▶ Your assignment
Below is some data; print it all back exactly.

Data in this exercise: Begin

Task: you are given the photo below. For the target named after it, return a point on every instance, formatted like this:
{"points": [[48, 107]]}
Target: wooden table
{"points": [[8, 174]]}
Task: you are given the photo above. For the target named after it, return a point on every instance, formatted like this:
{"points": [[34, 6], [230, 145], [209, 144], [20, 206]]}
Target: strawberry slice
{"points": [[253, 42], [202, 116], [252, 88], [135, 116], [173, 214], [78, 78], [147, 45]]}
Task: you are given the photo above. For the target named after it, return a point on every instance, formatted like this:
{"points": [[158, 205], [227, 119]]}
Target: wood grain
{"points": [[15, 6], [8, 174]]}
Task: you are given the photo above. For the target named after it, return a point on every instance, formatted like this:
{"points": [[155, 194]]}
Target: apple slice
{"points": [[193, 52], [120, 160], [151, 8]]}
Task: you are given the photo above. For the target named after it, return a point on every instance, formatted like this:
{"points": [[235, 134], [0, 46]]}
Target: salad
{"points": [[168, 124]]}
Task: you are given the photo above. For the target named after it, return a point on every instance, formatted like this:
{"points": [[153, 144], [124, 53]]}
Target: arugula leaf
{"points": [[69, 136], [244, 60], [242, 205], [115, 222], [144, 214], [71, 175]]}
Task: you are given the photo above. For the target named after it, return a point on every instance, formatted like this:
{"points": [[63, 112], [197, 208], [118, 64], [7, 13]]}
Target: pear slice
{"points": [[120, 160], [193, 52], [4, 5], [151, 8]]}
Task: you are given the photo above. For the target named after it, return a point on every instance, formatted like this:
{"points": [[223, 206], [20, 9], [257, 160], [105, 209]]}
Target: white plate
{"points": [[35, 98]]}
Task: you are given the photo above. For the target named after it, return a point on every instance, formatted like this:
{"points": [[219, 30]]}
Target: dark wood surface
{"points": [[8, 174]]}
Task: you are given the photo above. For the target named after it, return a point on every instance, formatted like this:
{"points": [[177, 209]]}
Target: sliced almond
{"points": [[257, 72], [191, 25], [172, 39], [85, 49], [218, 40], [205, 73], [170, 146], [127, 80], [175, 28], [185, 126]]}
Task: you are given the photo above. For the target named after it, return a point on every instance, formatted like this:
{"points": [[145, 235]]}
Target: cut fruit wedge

Data in this exercise: End

▶ Reply to the task
Task: you are given the photo below. For the target named after it, return a point on every instance, formatted like this:
{"points": [[48, 107]]}
Target: wooden table
{"points": [[8, 174]]}
Task: you are given the photo above. For the target named after it, return a point on every instance, formatted like this:
{"points": [[34, 6], [230, 145], [209, 144], [20, 206]]}
Target: strawberry slice
{"points": [[253, 42], [202, 116], [252, 88], [135, 116], [173, 214], [78, 78], [147, 45]]}
Task: you are given the photo above. For the target named after it, return a point on every instance, formatted like this:
{"points": [[158, 205], [227, 119]]}
Target: wood grain
{"points": [[15, 6], [8, 174]]}
Task: you are given the photo above. For the target named after it, return a point on every instance, formatted like this:
{"points": [[155, 194]]}
Target: apple slice
{"points": [[193, 52], [120, 160], [151, 8]]}
Task: you are given the photo above. For the target named after it, return a point on every instance, formatted like this:
{"points": [[235, 134], [0, 46]]}
Target: salad
{"points": [[168, 124]]}
Task: you are given the photo above. For the target named after it, return a point on every instance, formatted like this:
{"points": [[153, 144], [124, 53]]}
Target: arugula leaf
{"points": [[69, 136], [244, 60], [242, 205], [115, 222], [144, 214], [71, 175]]}
Task: you are given the photo above. For the target named after it, return a point on every instance, formatted like this:
{"points": [[63, 112], [197, 208], [118, 64], [7, 13]]}
Target: pear slice
{"points": [[120, 160], [193, 52], [4, 5], [151, 8]]}
Task: you are given the photo above. For the target named after it, return a point on every instance, formatted like this:
{"points": [[223, 206], [20, 9], [257, 160], [105, 209]]}
Target: white plate
{"points": [[35, 98]]}
Task: you are given the photo above. For the target named after it, return a point on every instance, formatted like this:
{"points": [[219, 30]]}
Target: dark wood surface
{"points": [[8, 174]]}
Task: you are given the photo above. For the target named after it, return a point on every instance, formatted like this:
{"points": [[177, 209]]}
Target: sliced almond
{"points": [[257, 72], [191, 25], [172, 39], [85, 49], [218, 40], [205, 73], [170, 146], [127, 80], [175, 28], [185, 126]]}
Task: you are given the photo above. For the target named after it, return a point on every instance, formatted like this:
{"points": [[145, 235]]}
Target: cut fruit wedge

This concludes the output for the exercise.